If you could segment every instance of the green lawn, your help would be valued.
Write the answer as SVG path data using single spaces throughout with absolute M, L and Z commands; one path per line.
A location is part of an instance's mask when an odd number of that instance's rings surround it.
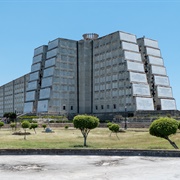
M 23 132 L 23 130 L 21 130 Z M 83 137 L 80 130 L 69 128 L 53 128 L 54 133 L 44 133 L 42 128 L 37 128 L 37 134 L 28 130 L 31 135 L 12 135 L 11 129 L 0 130 L 0 149 L 40 149 L 40 148 L 82 148 Z M 90 131 L 87 138 L 88 148 L 109 149 L 174 149 L 168 141 L 151 136 L 148 129 L 128 129 L 125 133 L 110 135 L 107 128 L 96 128 Z M 180 147 L 180 133 L 170 137 Z

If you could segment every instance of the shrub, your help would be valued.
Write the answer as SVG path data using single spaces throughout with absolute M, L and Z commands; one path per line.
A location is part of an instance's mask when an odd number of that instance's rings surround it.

····················

GOAL OF THE EXERCISE =>
Rewrite the data above, swapping every "your help would be valued" for "I would appreciate it" and leaving everything else unchanged. Omit the pictures from your version.

EXPECTED ANSWER =>
If you could segment every instance of the green lawn, I would appreciate it.
Write the answer as SVG path data using single spaces throughout with absolute M, L and Z commands; one path per line.
A location is part of an instance's mask when an odd number of that instance's rings surround it.
M 23 132 L 23 130 L 21 130 Z M 83 137 L 80 130 L 69 128 L 53 128 L 54 133 L 44 133 L 42 128 L 37 128 L 37 134 L 28 130 L 31 135 L 12 135 L 11 129 L 0 130 L 0 149 L 40 149 L 40 148 L 82 148 Z M 90 131 L 87 138 L 88 148 L 109 149 L 174 149 L 168 141 L 151 136 L 148 129 L 128 129 L 125 133 L 110 135 L 107 128 L 96 128 Z M 180 147 L 180 133 L 170 137 Z

If you could segment every instance of the shrub, I would appreciate it.
Write the answer as SVG path data using single spaces throughout with absolute M, L and Z commands; one path per line.
A location is part of an instance's mask when an odd number of that instance's rings surround it.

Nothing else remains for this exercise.